• STATED EXERCISE
Return every line of the data below that contains the word "rocky".

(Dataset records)
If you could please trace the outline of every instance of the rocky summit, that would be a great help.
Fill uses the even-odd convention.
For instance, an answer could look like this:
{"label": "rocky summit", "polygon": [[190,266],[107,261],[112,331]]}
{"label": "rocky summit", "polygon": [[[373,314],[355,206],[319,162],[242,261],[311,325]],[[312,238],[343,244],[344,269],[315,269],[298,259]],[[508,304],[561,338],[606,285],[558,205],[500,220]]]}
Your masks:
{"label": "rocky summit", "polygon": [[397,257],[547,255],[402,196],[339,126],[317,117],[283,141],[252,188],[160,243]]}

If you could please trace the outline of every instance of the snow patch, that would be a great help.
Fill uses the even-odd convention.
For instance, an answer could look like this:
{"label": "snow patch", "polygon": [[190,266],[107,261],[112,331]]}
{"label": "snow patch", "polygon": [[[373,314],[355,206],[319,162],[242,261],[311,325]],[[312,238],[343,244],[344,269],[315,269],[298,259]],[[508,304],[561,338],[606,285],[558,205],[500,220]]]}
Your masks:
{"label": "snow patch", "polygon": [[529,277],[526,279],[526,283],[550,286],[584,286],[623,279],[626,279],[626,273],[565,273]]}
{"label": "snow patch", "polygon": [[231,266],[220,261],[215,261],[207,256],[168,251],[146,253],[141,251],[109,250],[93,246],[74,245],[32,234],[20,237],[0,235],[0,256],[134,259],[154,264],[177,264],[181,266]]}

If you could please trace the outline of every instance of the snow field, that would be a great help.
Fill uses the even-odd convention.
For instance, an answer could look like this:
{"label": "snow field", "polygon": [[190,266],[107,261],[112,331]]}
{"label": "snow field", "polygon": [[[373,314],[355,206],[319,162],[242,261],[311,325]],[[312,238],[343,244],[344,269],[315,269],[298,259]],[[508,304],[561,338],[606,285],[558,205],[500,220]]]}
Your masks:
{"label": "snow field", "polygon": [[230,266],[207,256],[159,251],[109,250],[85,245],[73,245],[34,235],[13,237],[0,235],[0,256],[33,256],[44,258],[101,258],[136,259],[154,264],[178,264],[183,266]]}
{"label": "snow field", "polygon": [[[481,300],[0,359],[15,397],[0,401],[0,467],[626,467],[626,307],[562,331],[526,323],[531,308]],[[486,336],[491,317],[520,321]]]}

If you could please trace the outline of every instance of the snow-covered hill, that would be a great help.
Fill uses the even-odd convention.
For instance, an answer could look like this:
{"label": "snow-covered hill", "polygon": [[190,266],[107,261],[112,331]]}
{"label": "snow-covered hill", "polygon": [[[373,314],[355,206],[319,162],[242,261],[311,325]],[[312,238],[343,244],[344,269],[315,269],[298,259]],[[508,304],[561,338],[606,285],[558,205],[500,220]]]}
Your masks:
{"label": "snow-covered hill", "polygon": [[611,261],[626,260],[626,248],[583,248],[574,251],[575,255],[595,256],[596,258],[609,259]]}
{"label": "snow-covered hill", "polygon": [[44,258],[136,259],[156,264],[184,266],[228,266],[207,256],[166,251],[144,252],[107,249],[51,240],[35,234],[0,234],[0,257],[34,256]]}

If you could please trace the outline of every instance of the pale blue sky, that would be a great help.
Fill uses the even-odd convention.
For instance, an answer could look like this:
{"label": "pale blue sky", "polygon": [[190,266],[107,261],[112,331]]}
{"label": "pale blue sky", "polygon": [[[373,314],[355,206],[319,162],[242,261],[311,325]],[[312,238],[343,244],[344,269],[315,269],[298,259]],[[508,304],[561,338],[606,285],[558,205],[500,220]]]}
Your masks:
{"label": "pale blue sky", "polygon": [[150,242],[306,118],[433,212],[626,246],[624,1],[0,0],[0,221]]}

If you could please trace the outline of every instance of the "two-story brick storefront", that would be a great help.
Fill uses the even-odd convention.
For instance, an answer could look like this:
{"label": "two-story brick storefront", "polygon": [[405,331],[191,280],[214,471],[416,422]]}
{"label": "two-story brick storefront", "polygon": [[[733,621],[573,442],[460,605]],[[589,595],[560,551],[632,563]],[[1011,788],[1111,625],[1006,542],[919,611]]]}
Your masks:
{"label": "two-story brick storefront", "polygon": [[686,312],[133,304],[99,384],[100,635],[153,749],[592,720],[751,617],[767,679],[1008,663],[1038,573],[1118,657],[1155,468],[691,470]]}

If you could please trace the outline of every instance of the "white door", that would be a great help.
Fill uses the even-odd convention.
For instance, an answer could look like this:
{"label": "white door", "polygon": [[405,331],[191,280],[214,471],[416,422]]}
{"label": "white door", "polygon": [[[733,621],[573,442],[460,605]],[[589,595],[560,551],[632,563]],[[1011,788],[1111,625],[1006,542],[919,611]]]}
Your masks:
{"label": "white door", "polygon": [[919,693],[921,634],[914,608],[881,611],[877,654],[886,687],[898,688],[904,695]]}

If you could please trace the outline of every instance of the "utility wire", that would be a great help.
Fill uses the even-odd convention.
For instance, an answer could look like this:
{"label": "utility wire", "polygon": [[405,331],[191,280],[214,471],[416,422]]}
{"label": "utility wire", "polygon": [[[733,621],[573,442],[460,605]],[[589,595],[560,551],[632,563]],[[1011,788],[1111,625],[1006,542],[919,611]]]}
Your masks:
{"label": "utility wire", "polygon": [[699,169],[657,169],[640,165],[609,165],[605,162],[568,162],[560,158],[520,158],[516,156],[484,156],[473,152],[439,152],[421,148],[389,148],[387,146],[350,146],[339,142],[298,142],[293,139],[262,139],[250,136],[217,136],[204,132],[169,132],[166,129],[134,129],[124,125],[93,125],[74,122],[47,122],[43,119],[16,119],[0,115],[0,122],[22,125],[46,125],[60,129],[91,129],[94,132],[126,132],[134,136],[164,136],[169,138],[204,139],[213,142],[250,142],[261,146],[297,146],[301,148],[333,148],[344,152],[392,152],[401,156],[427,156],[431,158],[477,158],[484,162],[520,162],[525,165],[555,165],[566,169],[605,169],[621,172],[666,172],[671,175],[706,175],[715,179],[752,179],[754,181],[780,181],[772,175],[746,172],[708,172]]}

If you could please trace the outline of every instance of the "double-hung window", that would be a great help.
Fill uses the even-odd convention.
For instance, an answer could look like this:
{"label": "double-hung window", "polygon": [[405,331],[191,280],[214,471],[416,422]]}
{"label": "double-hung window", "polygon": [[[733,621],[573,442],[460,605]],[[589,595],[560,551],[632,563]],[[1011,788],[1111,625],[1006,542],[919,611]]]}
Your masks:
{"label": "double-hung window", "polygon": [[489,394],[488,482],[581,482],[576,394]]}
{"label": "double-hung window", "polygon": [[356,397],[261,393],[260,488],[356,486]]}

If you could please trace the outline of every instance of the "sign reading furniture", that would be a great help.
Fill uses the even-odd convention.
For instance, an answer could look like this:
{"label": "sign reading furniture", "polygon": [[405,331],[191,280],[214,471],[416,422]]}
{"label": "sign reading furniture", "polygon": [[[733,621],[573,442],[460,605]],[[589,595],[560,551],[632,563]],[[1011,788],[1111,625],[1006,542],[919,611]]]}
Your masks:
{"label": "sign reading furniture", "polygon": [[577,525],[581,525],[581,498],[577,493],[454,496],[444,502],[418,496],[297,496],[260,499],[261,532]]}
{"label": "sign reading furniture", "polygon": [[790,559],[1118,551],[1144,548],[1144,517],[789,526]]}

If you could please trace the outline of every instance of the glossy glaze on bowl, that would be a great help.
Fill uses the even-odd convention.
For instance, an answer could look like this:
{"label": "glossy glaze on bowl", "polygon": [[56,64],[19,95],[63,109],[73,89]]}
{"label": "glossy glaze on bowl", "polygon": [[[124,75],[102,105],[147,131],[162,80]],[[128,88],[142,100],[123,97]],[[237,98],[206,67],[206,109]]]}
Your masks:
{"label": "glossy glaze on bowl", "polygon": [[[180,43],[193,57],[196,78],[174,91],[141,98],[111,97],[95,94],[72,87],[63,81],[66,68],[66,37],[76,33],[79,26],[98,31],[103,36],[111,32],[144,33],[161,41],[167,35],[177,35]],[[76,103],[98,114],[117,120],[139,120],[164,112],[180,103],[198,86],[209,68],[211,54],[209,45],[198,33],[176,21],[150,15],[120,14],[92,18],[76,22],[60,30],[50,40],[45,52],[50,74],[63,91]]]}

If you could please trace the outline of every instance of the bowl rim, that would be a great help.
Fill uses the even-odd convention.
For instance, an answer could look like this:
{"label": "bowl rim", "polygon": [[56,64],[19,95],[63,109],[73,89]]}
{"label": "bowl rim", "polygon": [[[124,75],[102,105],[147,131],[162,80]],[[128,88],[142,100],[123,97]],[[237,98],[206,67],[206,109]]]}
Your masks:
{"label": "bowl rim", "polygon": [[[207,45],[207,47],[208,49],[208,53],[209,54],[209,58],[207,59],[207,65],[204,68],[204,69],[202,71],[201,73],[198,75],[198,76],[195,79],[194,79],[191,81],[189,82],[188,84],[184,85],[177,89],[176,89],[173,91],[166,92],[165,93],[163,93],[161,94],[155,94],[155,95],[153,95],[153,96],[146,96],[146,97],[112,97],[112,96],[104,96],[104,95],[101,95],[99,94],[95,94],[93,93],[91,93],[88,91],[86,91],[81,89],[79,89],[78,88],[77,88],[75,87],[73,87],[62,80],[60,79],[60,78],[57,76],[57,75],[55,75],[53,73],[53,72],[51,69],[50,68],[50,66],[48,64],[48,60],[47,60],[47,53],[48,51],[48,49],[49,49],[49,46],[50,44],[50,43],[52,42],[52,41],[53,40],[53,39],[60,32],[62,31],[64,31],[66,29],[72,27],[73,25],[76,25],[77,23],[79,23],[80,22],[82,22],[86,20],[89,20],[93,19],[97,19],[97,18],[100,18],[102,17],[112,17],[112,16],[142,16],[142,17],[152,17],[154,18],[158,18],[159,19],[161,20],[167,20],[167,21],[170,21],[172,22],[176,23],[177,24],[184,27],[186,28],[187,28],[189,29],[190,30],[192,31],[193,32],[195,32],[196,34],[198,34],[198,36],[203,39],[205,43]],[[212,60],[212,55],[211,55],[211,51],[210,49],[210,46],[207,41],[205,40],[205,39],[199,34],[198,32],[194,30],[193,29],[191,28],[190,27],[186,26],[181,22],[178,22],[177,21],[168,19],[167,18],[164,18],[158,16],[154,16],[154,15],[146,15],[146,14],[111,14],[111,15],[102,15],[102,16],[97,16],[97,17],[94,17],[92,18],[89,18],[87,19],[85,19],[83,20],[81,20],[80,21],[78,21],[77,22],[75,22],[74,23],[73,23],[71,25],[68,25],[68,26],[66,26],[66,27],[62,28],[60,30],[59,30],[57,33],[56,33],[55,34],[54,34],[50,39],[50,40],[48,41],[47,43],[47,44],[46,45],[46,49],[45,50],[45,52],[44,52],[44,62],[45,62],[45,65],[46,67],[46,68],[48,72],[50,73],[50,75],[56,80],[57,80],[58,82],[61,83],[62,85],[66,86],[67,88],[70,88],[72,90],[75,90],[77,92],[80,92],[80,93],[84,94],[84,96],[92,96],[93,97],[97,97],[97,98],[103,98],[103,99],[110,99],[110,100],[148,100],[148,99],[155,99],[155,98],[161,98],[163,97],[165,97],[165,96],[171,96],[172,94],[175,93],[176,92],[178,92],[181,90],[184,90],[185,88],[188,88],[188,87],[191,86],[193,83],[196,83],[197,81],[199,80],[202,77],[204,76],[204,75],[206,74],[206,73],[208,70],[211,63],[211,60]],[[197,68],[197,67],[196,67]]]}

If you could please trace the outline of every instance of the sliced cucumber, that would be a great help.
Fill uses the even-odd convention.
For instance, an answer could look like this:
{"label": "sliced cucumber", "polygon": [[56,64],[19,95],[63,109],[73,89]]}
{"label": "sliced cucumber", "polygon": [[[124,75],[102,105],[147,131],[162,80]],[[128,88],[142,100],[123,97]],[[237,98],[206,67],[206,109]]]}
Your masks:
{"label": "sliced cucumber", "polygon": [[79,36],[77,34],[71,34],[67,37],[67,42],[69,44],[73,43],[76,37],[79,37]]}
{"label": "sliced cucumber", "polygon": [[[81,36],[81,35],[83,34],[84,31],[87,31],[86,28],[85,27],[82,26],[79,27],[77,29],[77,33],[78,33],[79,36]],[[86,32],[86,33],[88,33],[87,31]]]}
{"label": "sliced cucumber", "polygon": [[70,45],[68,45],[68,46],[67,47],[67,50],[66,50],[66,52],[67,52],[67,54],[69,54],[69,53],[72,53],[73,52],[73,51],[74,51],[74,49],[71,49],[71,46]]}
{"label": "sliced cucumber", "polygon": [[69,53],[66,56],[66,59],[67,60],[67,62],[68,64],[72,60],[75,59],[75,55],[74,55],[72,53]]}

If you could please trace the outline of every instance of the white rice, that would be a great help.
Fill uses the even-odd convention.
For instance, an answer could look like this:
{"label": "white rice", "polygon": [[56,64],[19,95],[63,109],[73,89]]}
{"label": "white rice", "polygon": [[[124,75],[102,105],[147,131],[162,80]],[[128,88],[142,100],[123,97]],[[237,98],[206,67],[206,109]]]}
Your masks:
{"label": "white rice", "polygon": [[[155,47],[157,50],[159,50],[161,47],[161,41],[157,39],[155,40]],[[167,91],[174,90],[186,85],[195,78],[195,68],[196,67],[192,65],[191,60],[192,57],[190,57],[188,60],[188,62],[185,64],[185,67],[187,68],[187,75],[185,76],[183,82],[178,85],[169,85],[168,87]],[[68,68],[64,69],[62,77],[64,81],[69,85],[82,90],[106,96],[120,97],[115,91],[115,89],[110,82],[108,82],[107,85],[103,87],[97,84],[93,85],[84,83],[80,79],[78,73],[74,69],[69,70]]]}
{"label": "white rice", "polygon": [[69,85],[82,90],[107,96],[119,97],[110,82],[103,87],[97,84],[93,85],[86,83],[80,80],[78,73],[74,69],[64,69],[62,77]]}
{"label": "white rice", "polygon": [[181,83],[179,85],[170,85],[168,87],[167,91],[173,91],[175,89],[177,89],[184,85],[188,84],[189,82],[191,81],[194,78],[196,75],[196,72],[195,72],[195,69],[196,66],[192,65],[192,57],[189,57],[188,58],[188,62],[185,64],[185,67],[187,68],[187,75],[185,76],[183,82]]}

• SOLUTION
If you could please trace the outline of every instance of the rocky summit, that would be a great help.
{"label": "rocky summit", "polygon": [[190,266],[107,261],[112,331]]}
{"label": "rocky summit", "polygon": [[[373,314],[355,206],[319,162],[242,261],[311,325]],[[312,238],[343,244],[344,269],[315,269],[298,259]],[[508,304],[561,338],[606,285],[558,205],[500,220]]]}
{"label": "rocky summit", "polygon": [[397,257],[547,255],[402,196],[339,126],[317,117],[283,141],[252,188],[160,243]]}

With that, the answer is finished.